Aim — Give every line of the rows below as a numbered list, skipping blank lines and leaving the pictures out.

Source material —
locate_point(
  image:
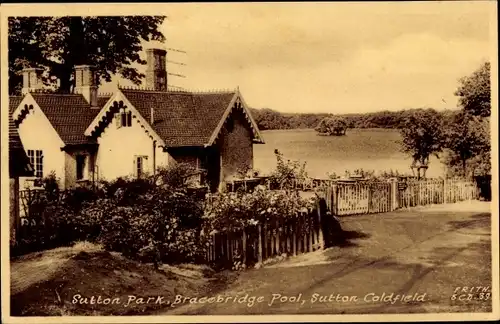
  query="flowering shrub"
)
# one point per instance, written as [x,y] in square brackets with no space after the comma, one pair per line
[288,173]
[152,223]
[234,211]
[137,217]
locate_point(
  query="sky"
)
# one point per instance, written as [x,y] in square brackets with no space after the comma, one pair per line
[328,57]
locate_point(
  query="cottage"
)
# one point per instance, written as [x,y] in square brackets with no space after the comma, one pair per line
[19,166]
[85,137]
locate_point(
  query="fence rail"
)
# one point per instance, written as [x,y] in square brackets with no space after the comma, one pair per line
[379,197]
[264,241]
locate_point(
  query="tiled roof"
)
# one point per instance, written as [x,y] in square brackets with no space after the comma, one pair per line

Output of the task —
1. locate_point(
2.   image:
3.   query="flowering shrub"
4. )
5. # one point per instance, written as [x,y] in square brackets with no space after the comma, one pair per line
6. [288,173]
7. [152,223]
8. [234,211]
9. [137,217]
10. locate_point(
11.   query="sky"
12. )
13. # one point per instance, written as [x,y] in square brackets with no space after the comma, one pair per line
14. [328,57]
15. locate_point(
16.   query="cottage"
17. )
18. # one point per instance, written as [x,y] in square brackets with no space after the comma, one pair per line
19. [19,166]
20. [85,137]
21. locate_point(
22.   query="fence rail"
23. )
24. # one point per instance, written as [x,y] in square brackets with no space after the comma, one pair per line
25. [379,197]
26. [264,241]
27. locate_point(
28.   query="tiled roof"
29. )
30. # one point per instance, written as [x,y] in square brackets with no space after the comma, one pair per line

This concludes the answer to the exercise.